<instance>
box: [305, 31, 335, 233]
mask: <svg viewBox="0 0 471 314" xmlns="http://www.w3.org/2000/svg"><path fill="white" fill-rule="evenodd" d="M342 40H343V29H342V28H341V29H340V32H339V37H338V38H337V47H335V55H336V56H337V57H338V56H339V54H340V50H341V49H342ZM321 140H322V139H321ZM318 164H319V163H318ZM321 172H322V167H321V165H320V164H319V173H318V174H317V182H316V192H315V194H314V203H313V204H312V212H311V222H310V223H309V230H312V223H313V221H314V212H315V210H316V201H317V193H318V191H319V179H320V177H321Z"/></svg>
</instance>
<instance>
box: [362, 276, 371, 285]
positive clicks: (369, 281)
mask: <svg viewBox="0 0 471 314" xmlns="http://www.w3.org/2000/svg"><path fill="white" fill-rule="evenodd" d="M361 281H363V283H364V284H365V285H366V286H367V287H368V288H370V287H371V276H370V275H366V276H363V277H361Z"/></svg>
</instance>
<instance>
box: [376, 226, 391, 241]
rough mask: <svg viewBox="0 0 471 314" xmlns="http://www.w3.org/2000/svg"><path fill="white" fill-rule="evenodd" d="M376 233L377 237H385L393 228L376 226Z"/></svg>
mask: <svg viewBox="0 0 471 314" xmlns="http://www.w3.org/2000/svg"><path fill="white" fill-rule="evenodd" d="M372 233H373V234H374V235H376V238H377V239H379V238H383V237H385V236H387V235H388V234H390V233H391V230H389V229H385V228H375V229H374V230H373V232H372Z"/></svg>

- _Work task_
Copy every row above character for character.

- _Finished task_
<instance>
box: [305, 31, 335, 233]
mask: <svg viewBox="0 0 471 314" xmlns="http://www.w3.org/2000/svg"><path fill="white" fill-rule="evenodd" d="M342 40H343V29H342V28H341V29H340V32H339V37H338V38H337V47H335V55H336V56H337V57H338V56H339V54H340V50H341V49H342ZM321 140H322V139H321ZM318 164H319V163H318ZM321 172H322V167H321V165H320V164H319V173H318V174H317V182H316V192H315V194H314V203H313V204H312V212H311V222H310V223H309V230H312V223H313V221H314V212H315V210H316V201H317V193H318V191H319V179H320V177H321Z"/></svg>
</instance>
<instance>
box: [362, 276, 371, 285]
positive clicks: (369, 281)
mask: <svg viewBox="0 0 471 314" xmlns="http://www.w3.org/2000/svg"><path fill="white" fill-rule="evenodd" d="M361 281H363V283H364V284H365V285H366V286H367V287H368V288H370V287H371V276H370V275H366V276H363V277H361Z"/></svg>
</instance>
<instance>
box: [376, 226, 391, 241]
rough mask: <svg viewBox="0 0 471 314" xmlns="http://www.w3.org/2000/svg"><path fill="white" fill-rule="evenodd" d="M376 233L377 237H385L393 228L376 226Z"/></svg>
mask: <svg viewBox="0 0 471 314" xmlns="http://www.w3.org/2000/svg"><path fill="white" fill-rule="evenodd" d="M372 233H373V234H374V235H376V238H377V239H379V238H383V237H385V236H387V235H388V234H390V233H391V230H389V229H385V228H375V229H374V230H373V232H372Z"/></svg>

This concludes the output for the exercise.